— STATED GOAL A —
Answer these questions from the cash-flow text:
(i) How many weeks does the rolling forecast commonly cover?
(ii) Which part of a loan shows as an expense on the P&L?
(iii) What kind of fee is the work charged at once it is scoped?

— TEXT EXCERPT —

* begin *

Profitable on paper, tight in the bank. Let's fix the gap.

It's one of the most common reasons small businesses fail — and one of the most fixable, because it's usually timing, not failure. Visibility first, then a working forecast, then the levers. Steady, senior, no panic.

Operational cash-flow work on reconciled books — not lending, tax, or investment advice. Scoped individually, fixed fee in writing.

The gap, seen early David-led · 40 years
CASH IN when it actually arrives THE GAP, SEEN EARLY CASH OUT when it's actually due PAYROLL RENT SUPPLIERS · DEBT 13-WEEK VIEW the tight week, visible six weeks out

In brief

Cash flow, in plain terms.

Why am I profitable but out of cash?

Timing. The P&L records revenue when earned; cash arrives when customers actually pay. Add inventory bought ahead of sales and loan principal that never shows on the P&L, and real profit can sit where you can't spend it.

What does cash-flow management involve?

Visibility (your true position, from reconciled books) → a forecast (the next weeks of cash in and out, so tight weeks are seen early) → levers (collections, payables timing, inventory, billing cadence).

Do I need it?

Not always — simple cash businesses with steady margins usually don't, and we'll say so. It earns its keep where timing complexity lives: invoiced customers, inventory, seasonality, payroll weight, debt service.

What does it cost?

Scoped after a conversation about your business — fixed fee, in writing, like everything we do. The strategy call is free; published bookkeeping ranges are on pricing.

Profitable but broke, explained

Four mechanisms put profit where you can't spend it.

Running out of cash is one of the most common reasons small businesses fail — and it routinely happens to profitable ones. Not because the owner did something wrong; because four ordinary mechanics were running unwatched.

The timing gap

You pay for labor and materials this month; the customer pays you next month. Every growing job or order widens the stretch — growth itself consumes cash before it returns it.

Receivables lag

The P&L counts the invoice as revenue the day you send it. The bank counts it the day it's paid. When customers drift from 30 days to 50, you're lending them the difference — interest-free.

Inventory absorption

Cash spent on stock isn't an expense yet — it's an asset on a shelf. The P&L looks unchanged while the bank account funds every unit waiting to sell.

Debt service vs the P&L

Only the interest on a loan shows as an expense. The principal leaves your bank every month and never touches the P&L — a business can show profit while loan payments quietly outrun it.

None of these is a moral failing, and none shows up on the statement most owners read. That's the whole case for managing cash as its own discipline — on top of accurate books, not instead of them.

The work, in order

Visibility → forecast → levers.

1 · Visibility

Your true cash position — reconciled bank balances, real receivables, real payables — not the bank-app number minus a guess. This alone ends most of the 2 a.m. arithmetic.

2 · The forecast

A rolling weekly view of cash in and cash out — commonly thirteen weeks, long enough to see trouble coming, short enough to stay real. The tight week stops being an ambush.

* end *

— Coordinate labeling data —
* begin *

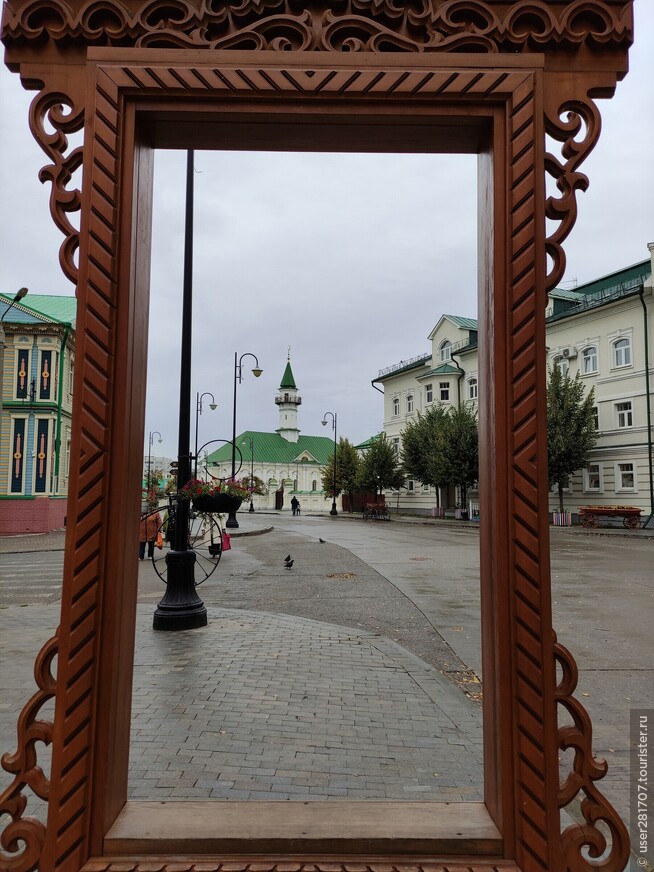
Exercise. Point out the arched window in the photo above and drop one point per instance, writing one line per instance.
(589, 359)
(622, 352)
(473, 389)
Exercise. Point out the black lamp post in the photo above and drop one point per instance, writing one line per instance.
(153, 433)
(181, 608)
(251, 441)
(238, 378)
(324, 423)
(198, 411)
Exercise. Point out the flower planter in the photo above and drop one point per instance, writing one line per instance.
(217, 503)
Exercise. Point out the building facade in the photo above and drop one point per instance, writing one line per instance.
(288, 463)
(38, 358)
(602, 330)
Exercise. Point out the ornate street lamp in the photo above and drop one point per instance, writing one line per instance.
(251, 441)
(324, 423)
(198, 411)
(181, 608)
(238, 378)
(153, 433)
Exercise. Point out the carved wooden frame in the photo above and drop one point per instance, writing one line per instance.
(133, 99)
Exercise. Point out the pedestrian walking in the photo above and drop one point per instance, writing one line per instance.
(150, 524)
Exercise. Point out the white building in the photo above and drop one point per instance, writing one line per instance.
(603, 330)
(287, 462)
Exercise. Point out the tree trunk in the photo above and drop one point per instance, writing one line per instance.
(561, 497)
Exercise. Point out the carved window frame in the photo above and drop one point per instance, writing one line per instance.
(88, 786)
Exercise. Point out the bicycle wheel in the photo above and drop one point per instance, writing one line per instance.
(205, 539)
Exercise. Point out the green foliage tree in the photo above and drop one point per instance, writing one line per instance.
(459, 447)
(422, 448)
(347, 468)
(380, 467)
(571, 433)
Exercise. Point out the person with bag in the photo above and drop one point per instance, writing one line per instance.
(150, 527)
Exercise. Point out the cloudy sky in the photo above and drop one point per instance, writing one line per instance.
(349, 260)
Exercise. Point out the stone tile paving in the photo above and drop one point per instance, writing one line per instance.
(261, 706)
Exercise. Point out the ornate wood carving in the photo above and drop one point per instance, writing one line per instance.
(24, 837)
(349, 25)
(63, 112)
(584, 843)
(579, 132)
(380, 27)
(289, 864)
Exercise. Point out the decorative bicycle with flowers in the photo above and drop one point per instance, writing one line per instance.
(206, 536)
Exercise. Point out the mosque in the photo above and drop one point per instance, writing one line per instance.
(288, 463)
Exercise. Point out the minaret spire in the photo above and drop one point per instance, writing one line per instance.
(288, 401)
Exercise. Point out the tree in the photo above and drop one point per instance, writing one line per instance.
(571, 431)
(380, 467)
(421, 448)
(347, 469)
(459, 446)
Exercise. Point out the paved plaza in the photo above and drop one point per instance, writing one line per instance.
(355, 675)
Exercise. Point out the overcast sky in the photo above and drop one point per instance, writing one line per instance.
(348, 259)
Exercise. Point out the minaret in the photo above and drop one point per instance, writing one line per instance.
(288, 400)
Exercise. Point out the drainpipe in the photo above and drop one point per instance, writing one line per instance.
(59, 404)
(462, 372)
(641, 294)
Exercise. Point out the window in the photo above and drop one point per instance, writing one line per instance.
(562, 364)
(593, 478)
(625, 477)
(473, 389)
(622, 352)
(589, 359)
(624, 414)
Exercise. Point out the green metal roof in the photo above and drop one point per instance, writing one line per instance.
(50, 306)
(288, 380)
(273, 448)
(441, 369)
(627, 277)
(464, 323)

* end *

— STATED GOAL B —
Please count the lines of the records that contain the word "ornate", and give only that number.

— TASK RESULT A —
(i) Thirteen weeks.
(ii) Only the interest.
(iii) A fixed fee, in writing.

— TASK RESULT B —
2